### MATERIAL PROVIDED

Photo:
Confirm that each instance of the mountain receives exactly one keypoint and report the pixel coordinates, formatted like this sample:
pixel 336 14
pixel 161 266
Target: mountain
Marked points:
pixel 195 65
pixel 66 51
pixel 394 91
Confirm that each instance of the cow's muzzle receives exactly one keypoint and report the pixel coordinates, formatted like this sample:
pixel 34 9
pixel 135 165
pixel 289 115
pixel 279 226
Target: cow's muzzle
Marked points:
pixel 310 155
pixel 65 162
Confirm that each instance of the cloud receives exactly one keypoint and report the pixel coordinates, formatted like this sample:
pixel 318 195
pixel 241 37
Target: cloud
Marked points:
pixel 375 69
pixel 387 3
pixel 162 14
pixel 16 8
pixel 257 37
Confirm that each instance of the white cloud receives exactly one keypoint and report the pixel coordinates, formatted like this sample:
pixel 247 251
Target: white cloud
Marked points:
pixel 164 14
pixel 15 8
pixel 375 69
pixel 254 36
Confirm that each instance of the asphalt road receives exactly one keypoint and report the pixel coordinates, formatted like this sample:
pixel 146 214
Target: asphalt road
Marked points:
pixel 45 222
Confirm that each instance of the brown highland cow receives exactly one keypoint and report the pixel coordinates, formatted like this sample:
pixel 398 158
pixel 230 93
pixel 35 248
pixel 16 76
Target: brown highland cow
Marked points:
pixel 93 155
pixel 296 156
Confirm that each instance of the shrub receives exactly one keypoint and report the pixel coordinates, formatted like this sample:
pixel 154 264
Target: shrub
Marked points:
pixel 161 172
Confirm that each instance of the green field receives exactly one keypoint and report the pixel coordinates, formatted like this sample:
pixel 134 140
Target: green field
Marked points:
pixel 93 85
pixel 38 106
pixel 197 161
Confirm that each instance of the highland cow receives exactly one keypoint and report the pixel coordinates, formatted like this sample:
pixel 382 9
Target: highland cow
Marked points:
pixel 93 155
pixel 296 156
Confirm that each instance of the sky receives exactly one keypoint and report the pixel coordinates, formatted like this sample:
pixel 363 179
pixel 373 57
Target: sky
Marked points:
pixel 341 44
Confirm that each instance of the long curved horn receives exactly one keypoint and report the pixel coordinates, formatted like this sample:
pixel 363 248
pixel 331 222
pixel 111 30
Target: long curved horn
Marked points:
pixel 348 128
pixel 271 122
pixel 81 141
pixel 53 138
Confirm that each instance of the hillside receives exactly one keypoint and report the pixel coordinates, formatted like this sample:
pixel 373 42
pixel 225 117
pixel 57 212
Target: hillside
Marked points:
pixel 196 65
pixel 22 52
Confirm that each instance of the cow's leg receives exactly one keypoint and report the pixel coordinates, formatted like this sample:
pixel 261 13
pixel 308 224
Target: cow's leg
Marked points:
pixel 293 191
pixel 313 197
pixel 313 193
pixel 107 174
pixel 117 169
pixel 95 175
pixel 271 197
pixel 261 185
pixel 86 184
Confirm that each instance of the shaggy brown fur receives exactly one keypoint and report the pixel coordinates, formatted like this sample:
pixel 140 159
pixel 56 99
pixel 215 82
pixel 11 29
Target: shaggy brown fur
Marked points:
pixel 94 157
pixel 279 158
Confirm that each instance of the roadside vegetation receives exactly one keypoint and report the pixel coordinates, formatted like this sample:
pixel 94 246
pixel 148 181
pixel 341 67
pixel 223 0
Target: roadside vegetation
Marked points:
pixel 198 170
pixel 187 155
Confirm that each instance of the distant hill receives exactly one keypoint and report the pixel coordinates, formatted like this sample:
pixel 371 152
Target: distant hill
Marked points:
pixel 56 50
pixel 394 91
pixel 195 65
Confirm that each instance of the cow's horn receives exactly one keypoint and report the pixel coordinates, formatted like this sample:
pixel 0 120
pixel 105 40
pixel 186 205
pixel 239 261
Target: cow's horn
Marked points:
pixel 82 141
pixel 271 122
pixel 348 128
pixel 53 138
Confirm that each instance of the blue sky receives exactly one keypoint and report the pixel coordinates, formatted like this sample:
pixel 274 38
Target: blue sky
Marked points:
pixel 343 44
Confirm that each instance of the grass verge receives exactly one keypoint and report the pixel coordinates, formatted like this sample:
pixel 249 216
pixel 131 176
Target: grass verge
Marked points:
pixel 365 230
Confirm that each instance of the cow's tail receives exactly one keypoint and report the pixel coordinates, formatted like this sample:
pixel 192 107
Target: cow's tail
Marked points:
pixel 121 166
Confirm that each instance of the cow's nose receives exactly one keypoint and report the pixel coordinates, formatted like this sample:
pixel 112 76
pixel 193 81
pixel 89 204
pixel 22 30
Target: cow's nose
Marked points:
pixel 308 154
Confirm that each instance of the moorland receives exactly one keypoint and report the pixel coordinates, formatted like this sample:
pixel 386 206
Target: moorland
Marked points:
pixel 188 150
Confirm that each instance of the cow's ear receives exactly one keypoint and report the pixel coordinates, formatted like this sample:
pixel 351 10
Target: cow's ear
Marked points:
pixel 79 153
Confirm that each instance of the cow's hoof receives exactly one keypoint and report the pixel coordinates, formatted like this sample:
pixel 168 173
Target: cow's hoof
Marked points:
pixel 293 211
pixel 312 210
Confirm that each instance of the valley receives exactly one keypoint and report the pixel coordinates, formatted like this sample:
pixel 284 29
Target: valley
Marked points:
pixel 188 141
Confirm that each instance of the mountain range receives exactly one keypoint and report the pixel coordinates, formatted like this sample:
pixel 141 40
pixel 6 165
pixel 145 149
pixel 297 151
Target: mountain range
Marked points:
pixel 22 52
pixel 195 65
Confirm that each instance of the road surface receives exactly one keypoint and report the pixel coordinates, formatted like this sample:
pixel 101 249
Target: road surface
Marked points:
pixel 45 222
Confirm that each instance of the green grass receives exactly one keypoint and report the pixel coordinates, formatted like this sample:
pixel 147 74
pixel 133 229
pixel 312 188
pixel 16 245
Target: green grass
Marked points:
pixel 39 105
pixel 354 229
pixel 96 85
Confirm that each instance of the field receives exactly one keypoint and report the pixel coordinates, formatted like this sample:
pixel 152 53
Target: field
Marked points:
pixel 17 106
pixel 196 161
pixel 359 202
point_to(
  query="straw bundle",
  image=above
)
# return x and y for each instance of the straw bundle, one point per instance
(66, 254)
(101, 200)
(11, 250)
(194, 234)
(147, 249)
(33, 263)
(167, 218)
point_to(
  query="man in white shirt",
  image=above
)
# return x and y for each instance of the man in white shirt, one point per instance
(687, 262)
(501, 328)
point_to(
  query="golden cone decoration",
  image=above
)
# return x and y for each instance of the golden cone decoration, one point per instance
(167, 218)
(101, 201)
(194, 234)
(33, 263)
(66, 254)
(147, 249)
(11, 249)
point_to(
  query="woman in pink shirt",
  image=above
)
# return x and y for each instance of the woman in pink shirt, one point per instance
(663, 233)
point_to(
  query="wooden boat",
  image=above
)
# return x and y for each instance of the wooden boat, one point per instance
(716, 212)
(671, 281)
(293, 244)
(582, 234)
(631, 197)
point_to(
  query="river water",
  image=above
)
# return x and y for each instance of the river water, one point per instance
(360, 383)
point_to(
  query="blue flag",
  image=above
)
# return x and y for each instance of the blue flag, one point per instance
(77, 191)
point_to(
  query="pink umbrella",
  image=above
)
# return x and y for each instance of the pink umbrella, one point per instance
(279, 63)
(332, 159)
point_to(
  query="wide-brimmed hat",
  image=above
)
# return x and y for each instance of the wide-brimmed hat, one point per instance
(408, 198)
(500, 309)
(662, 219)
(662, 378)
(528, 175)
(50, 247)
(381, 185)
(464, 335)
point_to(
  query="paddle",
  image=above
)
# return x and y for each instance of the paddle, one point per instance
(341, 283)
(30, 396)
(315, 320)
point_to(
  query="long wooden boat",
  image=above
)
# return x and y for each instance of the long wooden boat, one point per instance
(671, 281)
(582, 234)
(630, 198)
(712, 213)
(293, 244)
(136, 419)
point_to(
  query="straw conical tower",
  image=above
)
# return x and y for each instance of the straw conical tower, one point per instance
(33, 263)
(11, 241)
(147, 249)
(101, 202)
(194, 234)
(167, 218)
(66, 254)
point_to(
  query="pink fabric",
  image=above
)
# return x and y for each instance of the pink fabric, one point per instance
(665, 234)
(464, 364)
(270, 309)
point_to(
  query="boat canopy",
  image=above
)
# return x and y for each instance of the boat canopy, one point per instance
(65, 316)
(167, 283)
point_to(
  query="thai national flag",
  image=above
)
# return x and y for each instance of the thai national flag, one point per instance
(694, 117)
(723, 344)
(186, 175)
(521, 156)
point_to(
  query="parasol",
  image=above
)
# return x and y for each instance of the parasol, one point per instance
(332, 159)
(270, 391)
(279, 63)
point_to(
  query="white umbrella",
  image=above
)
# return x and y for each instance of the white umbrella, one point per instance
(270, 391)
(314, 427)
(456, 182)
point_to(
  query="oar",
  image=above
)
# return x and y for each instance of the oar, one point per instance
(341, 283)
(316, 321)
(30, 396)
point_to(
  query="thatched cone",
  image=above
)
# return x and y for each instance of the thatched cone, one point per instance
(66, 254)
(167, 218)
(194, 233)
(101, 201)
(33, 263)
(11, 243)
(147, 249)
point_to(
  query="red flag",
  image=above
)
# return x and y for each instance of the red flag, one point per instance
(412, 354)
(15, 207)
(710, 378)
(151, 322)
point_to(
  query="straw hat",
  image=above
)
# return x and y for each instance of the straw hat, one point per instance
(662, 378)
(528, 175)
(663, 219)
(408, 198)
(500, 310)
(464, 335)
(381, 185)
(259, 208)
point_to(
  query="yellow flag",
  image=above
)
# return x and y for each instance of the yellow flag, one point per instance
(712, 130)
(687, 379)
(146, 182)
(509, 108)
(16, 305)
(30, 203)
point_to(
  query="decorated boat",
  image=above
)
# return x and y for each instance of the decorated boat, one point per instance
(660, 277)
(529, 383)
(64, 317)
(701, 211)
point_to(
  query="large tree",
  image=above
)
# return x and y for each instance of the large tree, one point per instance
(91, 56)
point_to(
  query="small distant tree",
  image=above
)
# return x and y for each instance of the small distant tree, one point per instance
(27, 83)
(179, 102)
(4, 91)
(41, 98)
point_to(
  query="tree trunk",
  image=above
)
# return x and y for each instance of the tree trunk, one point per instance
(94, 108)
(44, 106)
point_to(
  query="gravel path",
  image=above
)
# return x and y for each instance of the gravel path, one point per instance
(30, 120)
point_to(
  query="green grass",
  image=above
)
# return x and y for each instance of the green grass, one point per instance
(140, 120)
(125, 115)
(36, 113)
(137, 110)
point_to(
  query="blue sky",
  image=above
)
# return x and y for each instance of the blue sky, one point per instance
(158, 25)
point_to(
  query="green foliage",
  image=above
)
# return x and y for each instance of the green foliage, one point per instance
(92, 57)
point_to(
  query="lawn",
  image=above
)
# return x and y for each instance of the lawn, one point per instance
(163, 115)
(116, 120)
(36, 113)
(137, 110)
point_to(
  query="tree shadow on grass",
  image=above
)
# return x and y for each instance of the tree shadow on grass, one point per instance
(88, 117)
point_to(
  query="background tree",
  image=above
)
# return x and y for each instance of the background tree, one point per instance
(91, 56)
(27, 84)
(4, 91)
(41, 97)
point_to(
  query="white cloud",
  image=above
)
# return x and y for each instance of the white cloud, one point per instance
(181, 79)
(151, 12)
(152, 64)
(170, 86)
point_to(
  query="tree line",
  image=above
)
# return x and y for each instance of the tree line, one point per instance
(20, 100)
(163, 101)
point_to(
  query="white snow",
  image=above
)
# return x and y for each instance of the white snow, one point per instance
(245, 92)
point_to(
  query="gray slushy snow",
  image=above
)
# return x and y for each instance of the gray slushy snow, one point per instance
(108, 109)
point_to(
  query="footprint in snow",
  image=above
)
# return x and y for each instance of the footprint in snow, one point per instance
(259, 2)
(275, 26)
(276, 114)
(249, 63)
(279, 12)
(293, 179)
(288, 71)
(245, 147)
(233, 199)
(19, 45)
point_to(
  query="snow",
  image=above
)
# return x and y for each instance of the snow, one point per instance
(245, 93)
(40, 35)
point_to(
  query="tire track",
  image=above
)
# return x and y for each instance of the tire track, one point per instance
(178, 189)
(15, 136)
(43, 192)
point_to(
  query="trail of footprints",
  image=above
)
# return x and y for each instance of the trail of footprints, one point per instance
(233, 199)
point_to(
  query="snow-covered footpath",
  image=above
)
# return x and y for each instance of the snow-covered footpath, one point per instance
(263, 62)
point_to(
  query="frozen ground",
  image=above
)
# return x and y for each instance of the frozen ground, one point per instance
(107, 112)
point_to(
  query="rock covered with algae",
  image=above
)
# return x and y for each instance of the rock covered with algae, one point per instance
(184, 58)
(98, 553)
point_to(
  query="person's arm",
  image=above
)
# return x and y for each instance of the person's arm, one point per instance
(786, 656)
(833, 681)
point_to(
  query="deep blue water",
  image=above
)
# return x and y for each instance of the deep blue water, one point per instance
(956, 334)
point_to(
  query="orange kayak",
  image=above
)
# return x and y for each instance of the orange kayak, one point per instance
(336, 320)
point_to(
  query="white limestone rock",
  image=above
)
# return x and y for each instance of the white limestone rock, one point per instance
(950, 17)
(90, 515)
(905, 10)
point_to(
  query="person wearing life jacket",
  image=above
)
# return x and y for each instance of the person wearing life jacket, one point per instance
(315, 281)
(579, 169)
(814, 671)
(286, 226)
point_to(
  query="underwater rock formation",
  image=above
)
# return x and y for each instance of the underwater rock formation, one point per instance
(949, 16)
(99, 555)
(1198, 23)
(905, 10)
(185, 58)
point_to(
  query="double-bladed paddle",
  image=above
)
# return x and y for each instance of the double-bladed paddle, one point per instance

######

> THE EXERCISE: Output the lines from the one containing "Confirm that each instance of the roadside" through the one containing "pixel 365 230", including both of those lines, reproduced verbatim.

> SOLVED PROBLEM:
Confirm that each instance of the roadside vegetation receives exactly one keypoint and report the pixel coordinates, formatted like this sample:
pixel 94 246
pixel 148 181
pixel 341 67
pixel 223 0
Target: roadside vegetation
Marked points:
pixel 198 170
pixel 187 155
Confirm that each instance of the distant hill receives exactly one keypoint and report the pixel coordinates, formatted like this sample:
pixel 371 152
Target: distant hill
Marked points:
pixel 56 50
pixel 394 91
pixel 195 65
Confirm that each instance of the cow's horn receives exactly one keypoint and report the pixel coordinates, formatted like this sample:
pixel 0 120
pixel 105 40
pixel 186 205
pixel 239 261
Target: cow's horn
Marked points:
pixel 82 141
pixel 271 122
pixel 348 128
pixel 53 138
Confirm that each instance of the blue sky receives exactly one keypoint and report the pixel coordinates, formatted like this sample:
pixel 274 38
Target: blue sky
Marked points:
pixel 343 44
Confirm that each instance of the grass verge receives exactly one keypoint and report the pixel coordinates, formatted like this sample:
pixel 249 216
pixel 131 176
Target: grass verge
Marked points:
pixel 365 230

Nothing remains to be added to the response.